[start Listed records]
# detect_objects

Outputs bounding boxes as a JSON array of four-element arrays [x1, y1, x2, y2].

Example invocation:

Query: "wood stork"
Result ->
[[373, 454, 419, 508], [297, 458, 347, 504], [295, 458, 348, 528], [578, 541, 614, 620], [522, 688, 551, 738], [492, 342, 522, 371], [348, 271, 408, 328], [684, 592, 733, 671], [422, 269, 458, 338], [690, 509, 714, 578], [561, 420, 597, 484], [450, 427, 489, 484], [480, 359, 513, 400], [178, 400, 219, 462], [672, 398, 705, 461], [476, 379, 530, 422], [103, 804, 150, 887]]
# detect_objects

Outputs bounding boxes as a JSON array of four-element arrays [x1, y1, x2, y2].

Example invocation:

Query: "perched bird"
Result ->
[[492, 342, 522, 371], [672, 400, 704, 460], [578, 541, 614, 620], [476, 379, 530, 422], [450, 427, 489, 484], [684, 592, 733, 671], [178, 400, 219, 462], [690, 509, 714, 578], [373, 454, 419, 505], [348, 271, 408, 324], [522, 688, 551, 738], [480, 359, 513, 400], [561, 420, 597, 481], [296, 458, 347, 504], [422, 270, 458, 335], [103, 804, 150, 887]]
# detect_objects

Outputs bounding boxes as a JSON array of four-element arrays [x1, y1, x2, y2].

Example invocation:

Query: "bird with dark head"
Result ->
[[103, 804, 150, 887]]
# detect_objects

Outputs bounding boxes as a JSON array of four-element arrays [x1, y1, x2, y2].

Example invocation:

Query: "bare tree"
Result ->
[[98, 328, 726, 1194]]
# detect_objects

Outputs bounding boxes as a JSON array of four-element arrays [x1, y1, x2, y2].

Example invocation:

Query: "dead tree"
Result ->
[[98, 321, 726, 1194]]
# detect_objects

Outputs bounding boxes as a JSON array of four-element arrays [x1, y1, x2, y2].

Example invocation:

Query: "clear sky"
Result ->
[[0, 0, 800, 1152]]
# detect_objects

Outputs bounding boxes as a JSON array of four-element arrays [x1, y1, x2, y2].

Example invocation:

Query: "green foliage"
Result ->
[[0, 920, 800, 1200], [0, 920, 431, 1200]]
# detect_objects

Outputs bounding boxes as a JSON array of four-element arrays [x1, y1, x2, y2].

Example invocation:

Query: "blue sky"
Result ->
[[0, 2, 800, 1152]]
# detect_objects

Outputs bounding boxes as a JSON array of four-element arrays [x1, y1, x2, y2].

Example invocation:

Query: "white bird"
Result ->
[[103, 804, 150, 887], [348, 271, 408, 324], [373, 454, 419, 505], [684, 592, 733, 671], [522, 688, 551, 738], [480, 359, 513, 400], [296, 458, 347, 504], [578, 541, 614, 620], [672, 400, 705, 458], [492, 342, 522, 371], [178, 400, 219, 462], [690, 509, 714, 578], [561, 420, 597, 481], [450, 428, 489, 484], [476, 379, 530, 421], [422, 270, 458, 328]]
[end Listed records]
▸ **Directions for this task**: Rewrite all of the rows above with every occurrence of "Example invocation" changed to "Sample call", keeping everything else identical.

▸ **Exercise output**:
# detect_objects

Outputs bounding boxes as a JSON array of four-element arrays [x1, y1, x2, y2].

Sample call:

Query: "wood stork"
Result ->
[[373, 454, 419, 508], [297, 458, 347, 504], [295, 458, 348, 528], [578, 541, 614, 620], [522, 688, 551, 738], [492, 342, 522, 371], [348, 271, 408, 328], [684, 592, 733, 671], [422, 269, 458, 338], [690, 509, 714, 578], [561, 420, 597, 484], [450, 427, 489, 484], [480, 359, 513, 400], [178, 400, 219, 462], [672, 398, 705, 461], [476, 379, 530, 422], [103, 804, 150, 887]]
# detect_objects

Outputs bounding boxes as a JSON array of four-element arrays [x1, y1, x2, y2].

Sample call:

Query: "perched bird"
Result ->
[[492, 342, 522, 371], [672, 400, 704, 460], [578, 541, 614, 620], [476, 379, 530, 422], [450, 427, 489, 484], [684, 592, 733, 671], [178, 400, 219, 462], [690, 509, 714, 578], [373, 454, 419, 505], [348, 271, 408, 324], [522, 688, 551, 738], [480, 359, 513, 400], [561, 420, 597, 481], [296, 458, 347, 504], [422, 270, 458, 335], [103, 804, 150, 887]]
# detect_objects

Outputs bounding boxes as a JSON array of four-element arrays [x1, y1, x2, y2].

Sample call:

Query: "bird with dark head"
Result ->
[[103, 804, 150, 887]]
# detect_objects

Outputs bounding boxes as a JSON array of four-element arrays [x1, y1, x2, y2].

Sample call:

Query: "bare tree"
Result ->
[[98, 328, 726, 1194]]
# detect_objects

Outputs bounding boxes as a JSON array of four-element arrays [x1, y1, x2, y2].

Sample call:

Query: "dead tree"
Result ->
[[98, 321, 726, 1194]]
# detect_objects

Outputs bounding boxes as a JSON array of four-element arrays [x1, y1, x2, y2].

Sample call:

Query: "clear sky"
Result ->
[[0, 0, 800, 1152]]
# detect_objects

Outputs bounding boxes as a JSON array of four-element arrays [x1, y1, x2, y2].

Sample call:

Query: "green foliage"
Result ->
[[0, 920, 800, 1200], [0, 920, 431, 1200]]
# detect_objects

Outputs bounding boxes as a JSON array of four-element arrays [x1, y1, x2, y2].

Sample call:

Query: "blue sky"
Result ->
[[0, 2, 800, 1152]]
# detect_objects

Outputs bounding boxes as a JSON array of four-element arrays [x1, y1, x2, y2].

Sample call:

Query: "white bird"
Result ->
[[103, 804, 150, 887], [348, 271, 408, 324], [373, 454, 419, 505], [684, 592, 733, 671], [522, 688, 551, 738], [480, 359, 513, 400], [296, 458, 347, 504], [578, 541, 614, 620], [672, 400, 705, 458], [492, 342, 522, 371], [178, 400, 219, 462], [690, 509, 714, 578], [561, 420, 597, 481], [450, 428, 489, 484], [476, 379, 530, 421], [422, 270, 458, 328]]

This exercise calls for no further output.